* _Teks yang Diberikan_
────────

Sementara itu, muslim se Indonesia melakukan Salat Gerhana. Di Kabupaten Sekadau, Salat Gerhana berlangsung di sejumlah masjid dan musala di Kota Sekadau dan sekitarnya. Di masjid Al-Mutmainnah, komplek Pondok Pesantren Al-Rahmah, Jalan Sekadau-Sintang (Merdeka Timur) KM 7, Desa Mungguk, Sekadau Hilir, lebih dari 100 warga muslim menggelar ibadah sunnah tersebut.
Salat dipimpin pengasuh Pondok Pesantren Al-Rahmah yang juga Ketua Majelis Ulama Indonesia (MUI) Sekadau, Kyai Mudhlar. “Berdasarkan sabda Baginda Rasulullah SAW, setiap kali gerhana, kita disunahkan untuk melakukan salat gerhana,” ujar Kyai Mudhlar, sesaat sebelum pelaksanaan salat.
Pelaksanaan salat gerhana itu sendiri dilakukan saat puncak gerhana terjadi. Sekitar pukul 19.52 WIB. Dipaparkan Kyai Mudhlar, pelaksaan salat gerhana itu dilakukan juga menindaklanjuti instruksi dari PBNU, Muhammadiyah, dan MUI. Tujuannya tak lain, untuk mendekatkan diri dengan Allah SWT.
“Harapannya, fenomena gerhana ini bisa mengetuk hati kita untuk selalu mengingat kekuasaan Allah yang mengatur alam ini,” ulasnya.
Selain di Pondok Pesantren Al-Rahmah, salat gerhana juga dilakukan para pelajar SMK N 1 Sekadau. “Selain salat, kita juga disunahkan untuk memperbanyak sedekah dan amal-amal lainnya,” tambah Kyai Mudhlar.
Tak hanya bagi umat Islam, bagi umat Kristen, gerhana juga memiki makna tersendiri. “Ini merupakan bukti kuasa dari Tuhan,” ucap Pendeta Obernalius, pemuka umat Kristen Protestan Sekadau.
Diakui Obernalius, memang tidak ada kebaktian khusus yang mereka lakukan. Tapi sekali lagi, fenomena gerhana ini menjadi bukti kehadiran Tuhan.

────────

* _Materi Sumber_
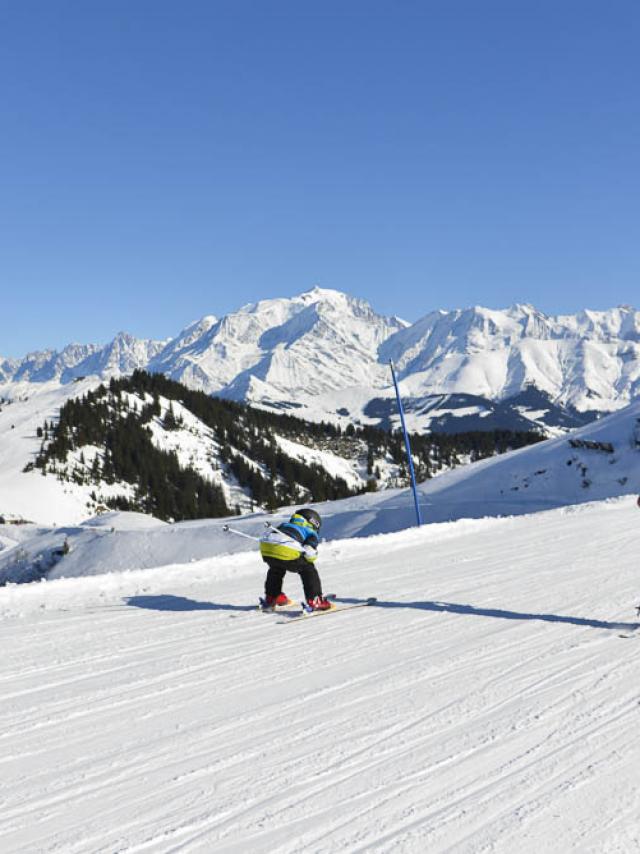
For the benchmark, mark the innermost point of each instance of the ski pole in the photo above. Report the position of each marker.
(229, 530)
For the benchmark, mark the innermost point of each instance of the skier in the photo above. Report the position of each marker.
(293, 547)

────────

* _Latihan_
Jawab pertanyaan berikut berdasarkan teks tentang salat gerhana di Sekadau:
1. Di masjid mana lebih dari 100 warga muslim menggelar salat gerhana?
2. Sekitar pukul berapa puncak gerhana terjadi?
3. Siapa pemuka umat Kristen Protestan Sekadau yang dikutip dalam teks?

* _Pembahasan Jawaban_
1. Masjid Al-Mutmainnah, di kompleks Pondok Pesantren Al-Rahmah.
2. Sekitar pukul 19.52 WIB.
3. Pendeta Obernalius.